GIVEN PROBLEM.
Show each line of the material below that contains the string "Target".

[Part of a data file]
%%
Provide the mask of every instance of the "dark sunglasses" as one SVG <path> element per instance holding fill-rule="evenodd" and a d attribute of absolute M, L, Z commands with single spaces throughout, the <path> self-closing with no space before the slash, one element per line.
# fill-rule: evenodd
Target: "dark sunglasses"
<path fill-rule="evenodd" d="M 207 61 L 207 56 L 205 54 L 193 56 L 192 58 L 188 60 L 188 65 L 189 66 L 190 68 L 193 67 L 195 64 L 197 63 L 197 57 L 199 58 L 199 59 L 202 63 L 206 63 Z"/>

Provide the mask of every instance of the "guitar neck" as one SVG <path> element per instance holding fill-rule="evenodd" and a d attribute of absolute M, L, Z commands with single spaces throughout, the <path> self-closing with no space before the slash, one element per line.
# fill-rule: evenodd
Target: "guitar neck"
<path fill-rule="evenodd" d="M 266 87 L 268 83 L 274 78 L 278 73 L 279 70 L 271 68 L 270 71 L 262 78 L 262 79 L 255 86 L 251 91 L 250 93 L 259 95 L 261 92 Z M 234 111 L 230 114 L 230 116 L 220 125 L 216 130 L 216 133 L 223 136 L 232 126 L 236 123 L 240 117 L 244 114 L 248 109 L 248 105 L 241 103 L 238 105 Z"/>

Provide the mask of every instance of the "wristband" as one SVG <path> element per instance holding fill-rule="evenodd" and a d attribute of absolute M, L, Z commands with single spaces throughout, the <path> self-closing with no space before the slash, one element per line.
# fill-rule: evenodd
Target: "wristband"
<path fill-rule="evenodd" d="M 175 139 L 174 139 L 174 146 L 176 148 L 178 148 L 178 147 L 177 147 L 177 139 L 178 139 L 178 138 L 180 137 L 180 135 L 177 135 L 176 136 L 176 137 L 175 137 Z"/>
%%
FULL ANSWER.
Target: "dark sunglasses"
Target: "guitar neck"
Target: "wristband"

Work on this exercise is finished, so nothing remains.